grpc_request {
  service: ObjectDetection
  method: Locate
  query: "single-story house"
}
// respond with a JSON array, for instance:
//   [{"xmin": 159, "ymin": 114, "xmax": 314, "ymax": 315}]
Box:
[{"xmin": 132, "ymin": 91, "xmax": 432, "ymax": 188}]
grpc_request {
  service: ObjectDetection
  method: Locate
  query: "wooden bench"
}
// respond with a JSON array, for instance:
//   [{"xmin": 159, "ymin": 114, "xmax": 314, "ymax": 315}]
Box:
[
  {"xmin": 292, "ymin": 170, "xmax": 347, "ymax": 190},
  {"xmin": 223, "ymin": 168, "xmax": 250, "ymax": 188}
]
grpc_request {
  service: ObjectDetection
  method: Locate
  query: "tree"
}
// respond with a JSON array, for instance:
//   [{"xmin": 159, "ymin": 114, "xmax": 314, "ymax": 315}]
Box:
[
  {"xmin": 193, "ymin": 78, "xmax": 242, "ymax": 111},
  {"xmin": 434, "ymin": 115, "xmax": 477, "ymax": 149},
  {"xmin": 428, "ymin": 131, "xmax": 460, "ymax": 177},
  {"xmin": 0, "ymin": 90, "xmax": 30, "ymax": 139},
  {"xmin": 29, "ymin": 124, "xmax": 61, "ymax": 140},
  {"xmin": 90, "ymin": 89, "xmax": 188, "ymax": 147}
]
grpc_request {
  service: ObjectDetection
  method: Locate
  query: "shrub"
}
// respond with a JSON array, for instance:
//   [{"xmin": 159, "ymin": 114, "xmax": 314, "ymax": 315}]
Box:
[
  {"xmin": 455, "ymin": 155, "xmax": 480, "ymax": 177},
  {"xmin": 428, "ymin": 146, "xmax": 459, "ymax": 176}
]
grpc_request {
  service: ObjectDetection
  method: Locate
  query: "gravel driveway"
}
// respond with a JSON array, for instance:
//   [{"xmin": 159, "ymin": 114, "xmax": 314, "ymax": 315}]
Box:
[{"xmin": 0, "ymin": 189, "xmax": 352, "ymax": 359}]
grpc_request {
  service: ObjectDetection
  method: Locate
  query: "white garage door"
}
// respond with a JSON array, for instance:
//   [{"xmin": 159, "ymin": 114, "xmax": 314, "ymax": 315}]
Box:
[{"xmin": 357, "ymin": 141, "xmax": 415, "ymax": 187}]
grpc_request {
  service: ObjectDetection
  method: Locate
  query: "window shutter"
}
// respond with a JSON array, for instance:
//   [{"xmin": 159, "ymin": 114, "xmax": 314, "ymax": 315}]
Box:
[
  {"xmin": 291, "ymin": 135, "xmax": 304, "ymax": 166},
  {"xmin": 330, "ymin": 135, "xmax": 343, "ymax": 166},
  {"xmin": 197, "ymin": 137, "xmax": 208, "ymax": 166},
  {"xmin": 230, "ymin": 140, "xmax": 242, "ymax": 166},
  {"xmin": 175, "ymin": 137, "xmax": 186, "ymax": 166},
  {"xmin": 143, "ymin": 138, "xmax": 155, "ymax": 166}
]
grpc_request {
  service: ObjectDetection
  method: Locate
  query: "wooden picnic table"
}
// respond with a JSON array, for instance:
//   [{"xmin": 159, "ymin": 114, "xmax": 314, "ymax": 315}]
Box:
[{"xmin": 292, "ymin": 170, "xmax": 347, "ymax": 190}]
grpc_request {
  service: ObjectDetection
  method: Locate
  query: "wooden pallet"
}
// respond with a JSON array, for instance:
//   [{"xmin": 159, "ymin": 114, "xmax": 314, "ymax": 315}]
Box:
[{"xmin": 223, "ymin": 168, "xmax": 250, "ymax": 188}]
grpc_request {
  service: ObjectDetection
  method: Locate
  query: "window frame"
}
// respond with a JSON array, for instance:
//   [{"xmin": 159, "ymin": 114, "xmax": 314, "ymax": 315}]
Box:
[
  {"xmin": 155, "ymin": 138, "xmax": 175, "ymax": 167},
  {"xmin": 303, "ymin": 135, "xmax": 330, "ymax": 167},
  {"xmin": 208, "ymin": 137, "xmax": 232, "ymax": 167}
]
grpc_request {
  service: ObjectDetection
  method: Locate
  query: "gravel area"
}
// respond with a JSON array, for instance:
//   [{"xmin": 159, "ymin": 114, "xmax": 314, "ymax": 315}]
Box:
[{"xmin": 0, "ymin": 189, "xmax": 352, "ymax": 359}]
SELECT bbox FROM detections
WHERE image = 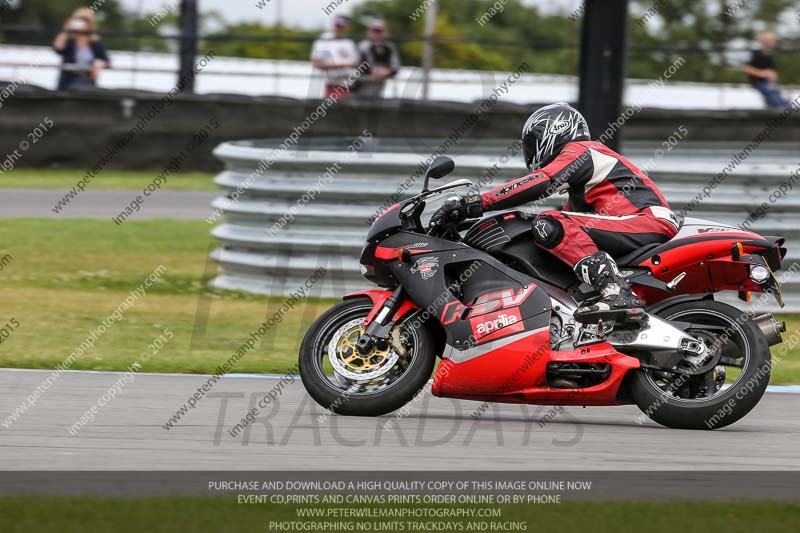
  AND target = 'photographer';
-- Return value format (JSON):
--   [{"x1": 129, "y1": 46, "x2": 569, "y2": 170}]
[{"x1": 53, "y1": 7, "x2": 110, "y2": 91}]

● ● ●

*The request*.
Make an exact copy of all entries above, dropping the images.

*Exercise solution*.
grpc_request {
  service: ObjectDetection
  method: Locate
  query: "single-story house"
}
// respond with a JSON array, for instance:
//   [{"xmin": 159, "ymin": 114, "xmax": 314, "ymax": 315}]
Box:
[{"xmin": 132, "ymin": 91, "xmax": 432, "ymax": 188}]
grpc_request {
  service: ObjectDetection
  method: Locate
  query: "wooden bench"
}
// respond with a JSON array, for instance:
//   [{"xmin": 159, "ymin": 114, "xmax": 314, "ymax": 315}]
Box:
[
  {"xmin": 292, "ymin": 170, "xmax": 347, "ymax": 190},
  {"xmin": 223, "ymin": 168, "xmax": 250, "ymax": 188}
]
grpc_request {
  service: ObjectDetection
  method: Locate
  query: "tree"
}
// respond with a JSON array, for instance:
//   [{"xmin": 159, "ymin": 114, "xmax": 314, "ymax": 315}]
Box:
[
  {"xmin": 193, "ymin": 78, "xmax": 242, "ymax": 111},
  {"xmin": 434, "ymin": 115, "xmax": 477, "ymax": 149},
  {"xmin": 428, "ymin": 131, "xmax": 460, "ymax": 177},
  {"xmin": 0, "ymin": 90, "xmax": 30, "ymax": 139},
  {"xmin": 29, "ymin": 124, "xmax": 61, "ymax": 140},
  {"xmin": 90, "ymin": 89, "xmax": 188, "ymax": 147}
]
grpc_request {
  service: ObjectDetection
  method: Locate
  query: "shrub"
}
// respond with a JSON array, for instance:
//   [{"xmin": 159, "ymin": 114, "xmax": 314, "ymax": 315}]
Box:
[
  {"xmin": 455, "ymin": 155, "xmax": 480, "ymax": 177},
  {"xmin": 428, "ymin": 146, "xmax": 459, "ymax": 176}
]
grpc_request {
  service: ObjectDetection
  method: Locate
  query: "gravel driveway"
}
// respond with a JSON array, for instance:
//   [{"xmin": 159, "ymin": 114, "xmax": 314, "ymax": 315}]
Box:
[{"xmin": 0, "ymin": 189, "xmax": 352, "ymax": 359}]
grpc_request {
  service: ObjectDetection
  method: Locate
  query: "white garage door"
}
// respond with a JSON array, for instance:
//   [{"xmin": 159, "ymin": 114, "xmax": 314, "ymax": 315}]
Box:
[{"xmin": 357, "ymin": 141, "xmax": 415, "ymax": 187}]
grpc_request {
  service: ObjectDetection
  method: Locate
  query: "window shutter"
}
// respond with a JSON array, for instance:
//   [{"xmin": 159, "ymin": 114, "xmax": 314, "ymax": 315}]
Box:
[
  {"xmin": 291, "ymin": 135, "xmax": 304, "ymax": 166},
  {"xmin": 330, "ymin": 135, "xmax": 343, "ymax": 166},
  {"xmin": 197, "ymin": 137, "xmax": 208, "ymax": 166},
  {"xmin": 230, "ymin": 140, "xmax": 242, "ymax": 166},
  {"xmin": 175, "ymin": 137, "xmax": 186, "ymax": 166},
  {"xmin": 143, "ymin": 138, "xmax": 155, "ymax": 166}
]
grpc_request {
  service: ObjectDetection
  method: Locate
  query: "wooden picnic table"
}
// respond with a JSON array, for instance:
//   [{"xmin": 159, "ymin": 114, "xmax": 314, "ymax": 315}]
Box:
[{"xmin": 292, "ymin": 170, "xmax": 347, "ymax": 190}]
grpc_request {
  service: ObjectDetection
  method: Locate
  query: "wooden pallet"
}
// respond with a JSON array, for instance:
//   [{"xmin": 159, "ymin": 114, "xmax": 314, "ymax": 315}]
Box:
[{"xmin": 223, "ymin": 168, "xmax": 250, "ymax": 188}]
grpc_request {
  service: ObjectDetection
  method: Locate
  query: "window frame"
}
// respond with a JSON array, for instance:
//   [{"xmin": 159, "ymin": 114, "xmax": 314, "ymax": 315}]
Box:
[
  {"xmin": 155, "ymin": 138, "xmax": 175, "ymax": 167},
  {"xmin": 303, "ymin": 135, "xmax": 330, "ymax": 167},
  {"xmin": 208, "ymin": 137, "xmax": 232, "ymax": 167}
]
grpc_request {
  service: ObjectDetection
  method: Locate
  query: "gravel area"
}
// respond with a JSON array, for instance:
//   [{"xmin": 159, "ymin": 114, "xmax": 314, "ymax": 315}]
Box:
[{"xmin": 0, "ymin": 189, "xmax": 352, "ymax": 359}]
SELECT bbox FROM detections
WHERE image = 
  AND target = 'photographer';
-- Return value format (JSON):
--   [{"x1": 129, "y1": 46, "x2": 569, "y2": 170}]
[{"x1": 53, "y1": 7, "x2": 110, "y2": 91}]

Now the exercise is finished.